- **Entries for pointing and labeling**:
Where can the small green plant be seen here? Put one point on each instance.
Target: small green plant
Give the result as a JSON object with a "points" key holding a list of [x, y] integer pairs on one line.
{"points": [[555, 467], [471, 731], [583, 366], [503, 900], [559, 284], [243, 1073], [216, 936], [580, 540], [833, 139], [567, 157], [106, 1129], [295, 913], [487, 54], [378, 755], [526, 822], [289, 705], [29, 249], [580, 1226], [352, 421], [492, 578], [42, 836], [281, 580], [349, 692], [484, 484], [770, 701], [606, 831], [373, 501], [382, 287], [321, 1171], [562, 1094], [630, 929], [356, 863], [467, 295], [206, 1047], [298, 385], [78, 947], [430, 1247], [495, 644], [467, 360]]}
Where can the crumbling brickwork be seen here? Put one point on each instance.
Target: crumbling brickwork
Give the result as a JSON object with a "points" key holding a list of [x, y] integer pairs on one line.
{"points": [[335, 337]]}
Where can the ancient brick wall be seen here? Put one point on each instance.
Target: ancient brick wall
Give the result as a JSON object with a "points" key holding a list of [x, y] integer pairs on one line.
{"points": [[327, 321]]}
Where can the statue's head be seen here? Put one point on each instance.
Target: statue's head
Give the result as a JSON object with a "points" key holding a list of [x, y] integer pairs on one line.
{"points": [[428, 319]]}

- **CHALLENGE**: Turn every line of the data above into a numbered list, and leave out any blank lines.

- **ANSWER TO THE TASK**:
1. Where can the small green plant be seen here? Put one point on each instance.
2. Target: small green plant
3. Give the result as a JSON object with a "points" key holding a list of [x, y] integer pairs on one line.
4. {"points": [[555, 467], [471, 731], [583, 366], [503, 900], [559, 284], [243, 1073], [216, 936], [580, 540], [833, 139], [567, 157], [106, 1129], [295, 913], [487, 54], [378, 755], [526, 822], [289, 705], [29, 249], [580, 1226], [352, 421], [492, 578], [42, 836], [281, 580], [349, 692], [484, 484], [770, 701], [606, 831], [373, 501], [382, 287], [321, 1171], [562, 1094], [630, 929], [356, 863], [467, 295], [206, 1047], [298, 385], [78, 947], [430, 1247], [495, 644], [467, 360]]}
5. Where can the crumbling brickwork be seen here? Put one point on each instance.
6. Target: crumbling brickwork
7. Give the result as a JSON object with a "points" key holding a list of [x, y] integer pairs on one line.
8. {"points": [[335, 337]]}
9. Where can the ancient brick wall be seen here? Put one point on each instance.
10. Target: ancient brick wall
11. Give the result as a JSON object with a "points" key holding a list of [x, y] integer pairs on one line.
12. {"points": [[327, 321]]}
13. Where can the statue's head be seen here? Put one point on each instance.
14. Target: statue's head
15. Give the result as a JSON object with a "points" key holding a list of [x, y] integer pairs on one line.
16. {"points": [[428, 319]]}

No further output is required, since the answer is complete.